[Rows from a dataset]

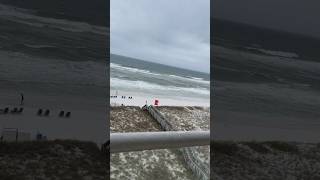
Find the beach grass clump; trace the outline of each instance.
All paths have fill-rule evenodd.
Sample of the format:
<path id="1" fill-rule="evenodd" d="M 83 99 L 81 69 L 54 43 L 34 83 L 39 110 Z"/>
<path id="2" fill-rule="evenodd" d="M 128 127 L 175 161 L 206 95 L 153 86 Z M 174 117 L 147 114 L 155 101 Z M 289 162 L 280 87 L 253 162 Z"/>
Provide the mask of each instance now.
<path id="1" fill-rule="evenodd" d="M 0 179 L 105 179 L 108 173 L 106 154 L 94 142 L 1 142 L 0 159 Z"/>
<path id="2" fill-rule="evenodd" d="M 287 153 L 299 153 L 299 149 L 296 145 L 288 142 L 280 142 L 280 141 L 268 141 L 263 144 L 268 145 L 273 150 L 287 152 Z"/>
<path id="3" fill-rule="evenodd" d="M 251 142 L 243 142 L 242 144 L 248 146 L 250 149 L 252 149 L 258 153 L 261 153 L 261 154 L 270 153 L 270 150 L 263 143 L 251 141 Z"/>
<path id="4" fill-rule="evenodd" d="M 233 156 L 239 151 L 238 145 L 232 141 L 214 141 L 212 147 L 214 153 L 226 154 L 229 156 Z"/>

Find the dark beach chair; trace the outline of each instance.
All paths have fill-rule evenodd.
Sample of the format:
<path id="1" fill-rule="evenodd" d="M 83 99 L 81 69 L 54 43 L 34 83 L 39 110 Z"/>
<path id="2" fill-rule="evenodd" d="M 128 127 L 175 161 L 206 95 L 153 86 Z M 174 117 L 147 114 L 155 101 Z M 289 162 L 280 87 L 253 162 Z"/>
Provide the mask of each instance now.
<path id="1" fill-rule="evenodd" d="M 18 112 L 18 108 L 13 108 L 13 110 L 11 110 L 11 113 L 17 113 Z"/>
<path id="2" fill-rule="evenodd" d="M 8 107 L 4 108 L 3 114 L 8 114 L 8 112 L 9 112 L 9 108 Z"/>
<path id="3" fill-rule="evenodd" d="M 22 113 L 23 112 L 23 108 L 20 108 L 18 113 Z"/>
<path id="4" fill-rule="evenodd" d="M 60 111 L 59 117 L 62 117 L 64 115 L 64 111 Z"/>
<path id="5" fill-rule="evenodd" d="M 49 114 L 50 114 L 50 110 L 47 109 L 46 112 L 44 113 L 44 115 L 45 115 L 45 116 L 49 116 Z"/>
<path id="6" fill-rule="evenodd" d="M 38 114 L 38 116 L 41 116 L 42 115 L 42 109 L 39 109 L 37 114 Z"/>
<path id="7" fill-rule="evenodd" d="M 67 112 L 66 117 L 70 117 L 70 116 L 71 116 L 71 112 Z"/>

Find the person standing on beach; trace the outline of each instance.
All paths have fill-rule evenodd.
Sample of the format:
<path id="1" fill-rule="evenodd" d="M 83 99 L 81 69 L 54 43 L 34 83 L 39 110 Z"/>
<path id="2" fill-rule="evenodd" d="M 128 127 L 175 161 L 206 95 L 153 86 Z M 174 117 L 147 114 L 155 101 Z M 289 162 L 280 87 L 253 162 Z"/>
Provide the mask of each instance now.
<path id="1" fill-rule="evenodd" d="M 20 105 L 23 105 L 23 101 L 24 101 L 23 93 L 20 93 L 20 96 L 21 96 Z"/>

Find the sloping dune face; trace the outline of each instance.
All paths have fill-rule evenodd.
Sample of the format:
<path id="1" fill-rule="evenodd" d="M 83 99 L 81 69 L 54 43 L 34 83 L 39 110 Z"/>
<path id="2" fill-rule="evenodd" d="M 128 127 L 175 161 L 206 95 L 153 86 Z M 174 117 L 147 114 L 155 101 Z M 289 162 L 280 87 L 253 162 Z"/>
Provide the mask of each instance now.
<path id="1" fill-rule="evenodd" d="M 146 111 L 140 107 L 112 107 L 111 132 L 161 131 Z M 146 150 L 113 153 L 110 157 L 111 179 L 194 179 L 181 152 L 177 149 Z"/>

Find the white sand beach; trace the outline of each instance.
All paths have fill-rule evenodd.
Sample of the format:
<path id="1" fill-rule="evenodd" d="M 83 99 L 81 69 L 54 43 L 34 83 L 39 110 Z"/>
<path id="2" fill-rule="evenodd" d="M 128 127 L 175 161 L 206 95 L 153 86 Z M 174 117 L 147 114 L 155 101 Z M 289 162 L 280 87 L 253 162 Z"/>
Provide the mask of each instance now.
<path id="1" fill-rule="evenodd" d="M 114 91 L 110 93 L 110 105 L 112 106 L 144 106 L 145 104 L 154 105 L 155 100 L 158 100 L 159 106 L 202 106 L 210 107 L 210 99 L 197 99 L 190 97 L 165 97 L 150 94 L 141 94 L 137 92 Z M 113 97 L 116 96 L 117 97 Z M 122 98 L 125 96 L 125 98 Z M 129 99 L 132 97 L 132 99 Z"/>

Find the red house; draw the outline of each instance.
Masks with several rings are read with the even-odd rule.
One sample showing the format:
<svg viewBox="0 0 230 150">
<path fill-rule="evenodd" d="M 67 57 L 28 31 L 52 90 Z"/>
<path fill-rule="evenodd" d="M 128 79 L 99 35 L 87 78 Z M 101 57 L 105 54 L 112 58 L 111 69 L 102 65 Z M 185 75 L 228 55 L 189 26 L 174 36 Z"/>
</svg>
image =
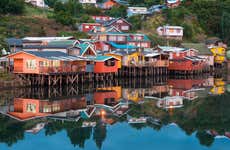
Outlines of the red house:
<svg viewBox="0 0 230 150">
<path fill-rule="evenodd" d="M 115 19 L 112 19 L 110 21 L 105 22 L 103 24 L 103 26 L 105 26 L 105 27 L 113 27 L 114 26 L 122 32 L 128 32 L 131 29 L 132 24 L 130 24 L 124 18 L 115 18 Z"/>
<path fill-rule="evenodd" d="M 114 107 L 118 104 L 116 101 L 116 91 L 97 91 L 93 94 L 94 103 L 97 105 Z"/>
<path fill-rule="evenodd" d="M 99 24 L 99 23 L 82 23 L 79 26 L 79 31 L 81 31 L 81 32 L 89 32 L 93 28 L 100 27 L 100 26 L 101 26 L 101 24 Z"/>
<path fill-rule="evenodd" d="M 110 16 L 92 16 L 92 19 L 97 23 L 102 23 L 102 22 L 105 22 L 105 21 L 110 21 L 110 20 L 112 20 L 114 18 L 110 17 Z"/>
<path fill-rule="evenodd" d="M 166 6 L 168 8 L 175 8 L 181 4 L 181 0 L 166 0 Z"/>
<path fill-rule="evenodd" d="M 142 48 L 151 47 L 151 41 L 145 34 L 130 34 L 127 44 Z"/>
<path fill-rule="evenodd" d="M 97 51 L 109 51 L 111 46 L 107 42 L 96 41 L 94 42 L 94 48 Z"/>
<path fill-rule="evenodd" d="M 197 50 L 177 47 L 158 48 L 169 54 L 170 71 L 198 71 L 205 65 L 204 59 L 197 55 Z"/>
<path fill-rule="evenodd" d="M 112 56 L 97 56 L 94 59 L 94 73 L 116 73 L 118 72 L 118 59 Z"/>
</svg>

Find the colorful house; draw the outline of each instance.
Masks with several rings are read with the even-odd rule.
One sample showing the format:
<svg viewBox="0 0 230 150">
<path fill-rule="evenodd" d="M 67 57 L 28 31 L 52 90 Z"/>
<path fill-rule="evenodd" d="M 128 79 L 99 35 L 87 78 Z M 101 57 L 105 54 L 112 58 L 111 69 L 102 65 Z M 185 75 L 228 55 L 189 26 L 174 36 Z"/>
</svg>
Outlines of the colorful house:
<svg viewBox="0 0 230 150">
<path fill-rule="evenodd" d="M 120 32 L 99 32 L 89 34 L 91 39 L 101 42 L 115 42 L 117 44 L 127 44 L 141 48 L 151 47 L 151 41 L 145 34 L 128 34 Z"/>
<path fill-rule="evenodd" d="M 226 60 L 227 45 L 219 38 L 210 38 L 206 40 L 206 45 L 213 53 L 215 64 L 223 64 Z"/>
<path fill-rule="evenodd" d="M 128 32 L 131 30 L 132 24 L 130 24 L 127 20 L 124 18 L 115 18 L 110 21 L 106 21 L 103 24 L 104 27 L 116 27 L 122 32 Z"/>
<path fill-rule="evenodd" d="M 30 3 L 36 7 L 48 8 L 45 4 L 45 0 L 25 0 L 26 3 Z"/>
<path fill-rule="evenodd" d="M 166 39 L 182 40 L 183 39 L 183 27 L 181 26 L 162 26 L 157 28 L 159 36 Z"/>
<path fill-rule="evenodd" d="M 116 50 L 108 52 L 105 55 L 120 59 L 121 66 L 137 66 L 143 64 L 144 61 L 142 53 L 137 50 Z"/>
<path fill-rule="evenodd" d="M 114 19 L 113 17 L 110 16 L 102 16 L 102 15 L 96 15 L 96 16 L 92 16 L 92 19 L 96 22 L 96 23 L 103 23 L 105 21 L 110 21 L 112 19 Z"/>
<path fill-rule="evenodd" d="M 143 51 L 146 66 L 169 67 L 169 55 L 167 53 L 154 52 L 152 50 Z"/>
<path fill-rule="evenodd" d="M 47 116 L 56 116 L 69 110 L 85 109 L 84 97 L 69 98 L 58 101 L 40 99 L 15 98 L 13 107 L 10 107 L 6 115 L 19 121 L 27 121 Z"/>
<path fill-rule="evenodd" d="M 134 15 L 147 15 L 150 14 L 146 7 L 128 7 L 127 9 L 127 17 L 131 17 Z"/>
<path fill-rule="evenodd" d="M 128 5 L 127 1 L 124 0 L 105 0 L 103 3 L 97 6 L 101 9 L 111 9 L 114 6 Z"/>
<path fill-rule="evenodd" d="M 112 56 L 97 56 L 94 58 L 94 73 L 116 73 L 118 72 L 119 59 Z"/>
<path fill-rule="evenodd" d="M 79 3 L 96 5 L 97 0 L 79 0 Z"/>
<path fill-rule="evenodd" d="M 161 51 L 169 54 L 169 70 L 180 72 L 193 72 L 202 70 L 205 66 L 203 58 L 197 55 L 195 49 L 177 47 L 158 47 Z"/>
<path fill-rule="evenodd" d="M 99 23 L 82 23 L 79 26 L 79 31 L 81 31 L 81 32 L 89 32 L 93 28 L 100 27 L 100 26 L 101 26 L 101 24 L 99 24 Z"/>
<path fill-rule="evenodd" d="M 175 8 L 181 4 L 182 0 L 166 0 L 166 6 L 168 8 Z"/>
<path fill-rule="evenodd" d="M 14 73 L 49 74 L 82 72 L 84 59 L 58 51 L 20 51 L 8 56 L 14 62 Z"/>
<path fill-rule="evenodd" d="M 214 56 L 211 50 L 204 43 L 182 43 L 186 49 L 195 49 L 199 57 L 203 58 L 207 67 L 214 67 Z"/>
</svg>

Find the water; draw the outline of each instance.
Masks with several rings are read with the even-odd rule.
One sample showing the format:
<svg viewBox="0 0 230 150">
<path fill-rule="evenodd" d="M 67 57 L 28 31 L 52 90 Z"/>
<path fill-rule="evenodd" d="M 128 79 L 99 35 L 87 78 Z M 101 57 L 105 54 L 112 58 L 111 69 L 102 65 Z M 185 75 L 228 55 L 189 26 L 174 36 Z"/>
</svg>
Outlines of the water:
<svg viewBox="0 0 230 150">
<path fill-rule="evenodd" d="M 0 150 L 230 148 L 230 93 L 221 76 L 19 88 L 0 98 Z M 147 122 L 128 123 L 140 117 Z"/>
</svg>

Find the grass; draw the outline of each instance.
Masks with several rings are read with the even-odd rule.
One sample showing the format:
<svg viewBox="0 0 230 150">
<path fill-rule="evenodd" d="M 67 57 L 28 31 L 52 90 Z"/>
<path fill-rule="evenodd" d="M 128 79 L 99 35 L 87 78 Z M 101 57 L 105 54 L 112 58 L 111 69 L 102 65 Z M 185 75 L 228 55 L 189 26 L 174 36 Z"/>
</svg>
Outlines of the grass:
<svg viewBox="0 0 230 150">
<path fill-rule="evenodd" d="M 2 80 L 2 81 L 11 81 L 13 79 L 14 79 L 13 74 L 0 71 L 0 80 Z"/>
<path fill-rule="evenodd" d="M 28 17 L 50 18 L 53 15 L 53 11 L 26 5 L 24 15 Z"/>
</svg>

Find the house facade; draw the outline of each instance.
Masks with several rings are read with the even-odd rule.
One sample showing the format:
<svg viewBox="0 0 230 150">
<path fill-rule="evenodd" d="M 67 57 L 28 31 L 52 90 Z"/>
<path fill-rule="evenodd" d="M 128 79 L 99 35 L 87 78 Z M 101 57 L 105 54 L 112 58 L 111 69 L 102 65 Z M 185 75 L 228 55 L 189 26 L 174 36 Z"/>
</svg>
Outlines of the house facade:
<svg viewBox="0 0 230 150">
<path fill-rule="evenodd" d="M 114 19 L 113 17 L 110 17 L 110 16 L 101 16 L 101 15 L 98 15 L 98 16 L 92 16 L 92 19 L 97 22 L 97 23 L 103 23 L 105 21 L 110 21 L 112 19 Z"/>
<path fill-rule="evenodd" d="M 96 4 L 97 0 L 79 0 L 79 3 L 81 4 Z"/>
<path fill-rule="evenodd" d="M 183 27 L 180 26 L 162 26 L 157 28 L 159 36 L 165 37 L 166 39 L 183 39 Z"/>
<path fill-rule="evenodd" d="M 146 7 L 128 7 L 127 9 L 127 17 L 131 17 L 134 15 L 147 15 L 150 14 Z"/>
<path fill-rule="evenodd" d="M 25 0 L 26 3 L 30 3 L 33 6 L 41 7 L 41 8 L 48 8 L 45 4 L 44 0 Z"/>
<path fill-rule="evenodd" d="M 79 31 L 81 31 L 81 32 L 89 32 L 92 29 L 94 29 L 95 27 L 100 27 L 100 26 L 101 26 L 101 24 L 99 24 L 99 23 L 82 23 L 79 26 Z"/>
<path fill-rule="evenodd" d="M 107 21 L 103 24 L 104 27 L 116 27 L 118 30 L 122 32 L 128 32 L 131 30 L 132 25 L 123 18 L 116 18 L 110 21 Z"/>
<path fill-rule="evenodd" d="M 175 8 L 181 4 L 181 0 L 166 0 L 166 6 L 168 8 Z"/>
</svg>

### [Challenge]
Turn the lines above, from the line with "Find the house" through the line with "95 27 L 100", both included, into a JSON list of strings, one string per line and blank lines omitted.

### [In response]
[
  "Find the house facade; draw the outline of each instance.",
  "Masks with several rings are read with the even-odd rule.",
  "One sample showing the format:",
  "<svg viewBox=\"0 0 230 150\">",
  "<path fill-rule=\"evenodd\" d=\"M 67 57 L 28 31 L 52 90 Z\"/>",
  "<path fill-rule=\"evenodd\" d=\"M 128 79 L 99 35 L 87 78 Z M 101 57 L 105 54 L 112 58 L 111 69 L 102 65 Z M 185 75 L 228 55 L 189 26 L 174 36 Z\"/>",
  "</svg>",
  "Outlines of the house facade:",
  "<svg viewBox=\"0 0 230 150\">",
  "<path fill-rule=\"evenodd\" d=\"M 114 19 L 113 17 L 110 17 L 110 16 L 101 16 L 101 15 L 98 15 L 98 16 L 92 16 L 92 19 L 97 22 L 97 23 L 103 23 L 105 21 L 110 21 L 112 19 Z\"/>",
  "<path fill-rule=\"evenodd\" d=\"M 96 4 L 97 0 L 79 0 L 79 3 L 81 4 Z\"/>",
  "<path fill-rule=\"evenodd\" d=\"M 183 27 L 180 26 L 162 26 L 157 28 L 159 36 L 165 37 L 166 39 L 183 39 Z\"/>",
  "<path fill-rule=\"evenodd\" d=\"M 146 7 L 128 7 L 127 9 L 127 17 L 131 17 L 134 15 L 147 15 L 150 14 Z\"/>",
  "<path fill-rule=\"evenodd\" d=\"M 25 0 L 26 3 L 30 3 L 33 6 L 41 7 L 41 8 L 48 8 L 45 4 L 44 0 Z\"/>",
  "<path fill-rule=\"evenodd\" d=\"M 79 31 L 81 31 L 81 32 L 89 32 L 92 29 L 94 29 L 95 27 L 100 27 L 100 26 L 101 26 L 101 24 L 99 24 L 99 23 L 82 23 L 79 26 Z\"/>"
]